begin RECORDS PROVIDED

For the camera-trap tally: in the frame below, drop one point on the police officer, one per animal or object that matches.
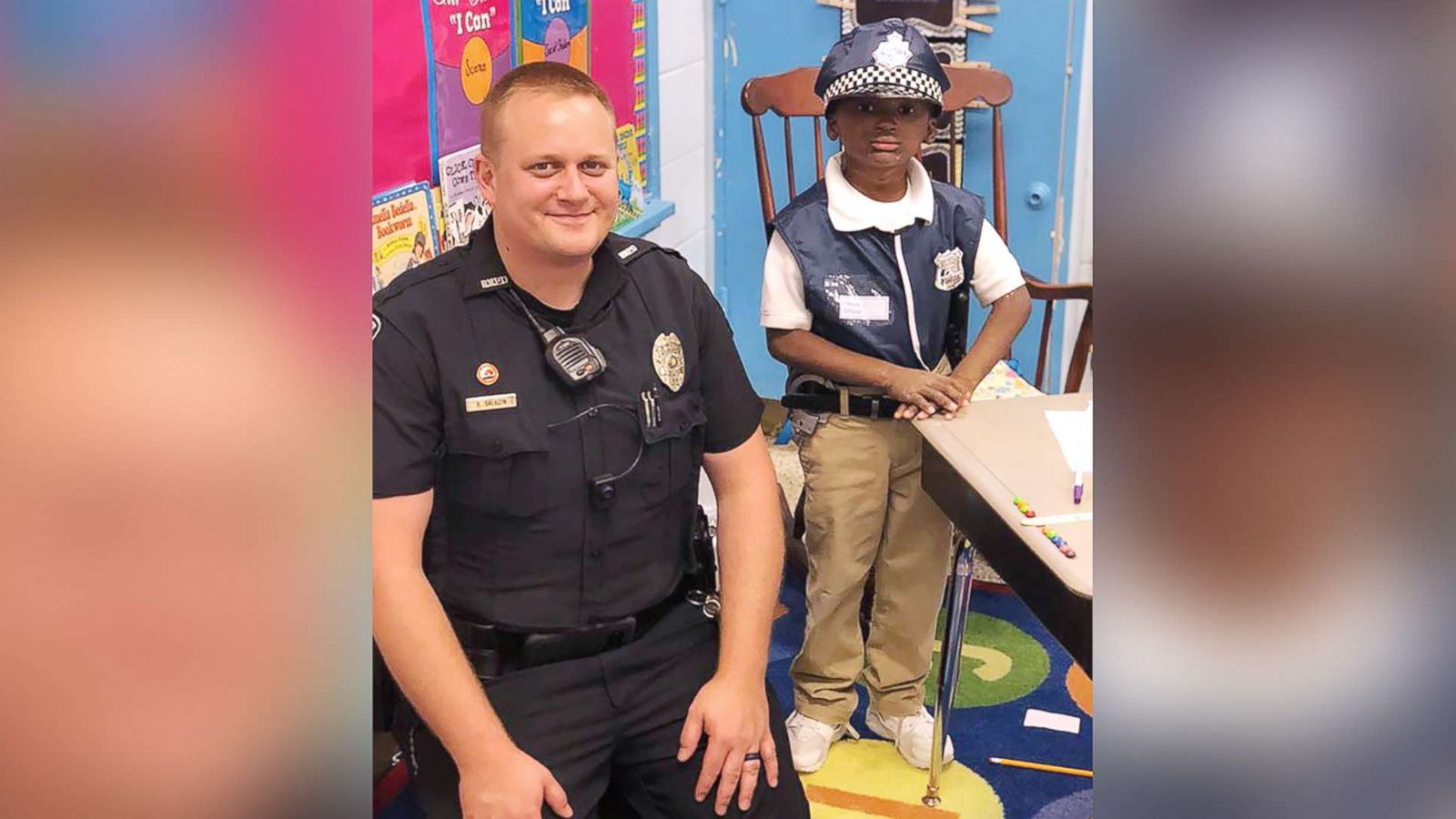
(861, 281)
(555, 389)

end RECORDS PROVIDED
begin RECORDS PROVIDED

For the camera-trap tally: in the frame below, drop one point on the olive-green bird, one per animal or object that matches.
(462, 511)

end RECORDS PROVIDED
begin RECORDS PROVIDED

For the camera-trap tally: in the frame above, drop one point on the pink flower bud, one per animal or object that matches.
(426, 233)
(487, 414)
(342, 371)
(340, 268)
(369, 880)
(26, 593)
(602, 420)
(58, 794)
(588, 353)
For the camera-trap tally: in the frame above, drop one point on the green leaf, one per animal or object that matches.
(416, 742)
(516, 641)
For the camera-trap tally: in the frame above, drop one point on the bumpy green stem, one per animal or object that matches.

end RECORDS PROVIDED

§ EXERCISE GOAL
Lay out everything from the line containing "bud, one per animal or object that matches." down to the line containing "stem, one per animal or object that matches.", both included, as a Markdown table with the columns Row and Line. Number each line and leave out any blank lines.

§ SOLUTION TO THIS EXERCISE
| Row | Line |
|---|---|
| 1 | For the camera-trap tally: in the frame above, drop one point on the pink flower bud, one per animal or object that matches. |
| 2 | (426, 233) |
| 3 | (487, 414) |
| 4 | (342, 371) |
| 5 | (340, 268) |
| 6 | (369, 880) |
| 7 | (26, 593) |
| 8 | (602, 420) |
| 9 | (58, 794) |
| 10 | (588, 353) |
| 11 | For the camera-trap tally: in the frame above, drop one point on the green leaf, one per animal or object that matches. |
| 12 | (416, 742) |
| 13 | (516, 641) |
| 14 | For the camera-trap tally: in the frame above, drop one point on the bumpy green stem, one per animal or object that matches. |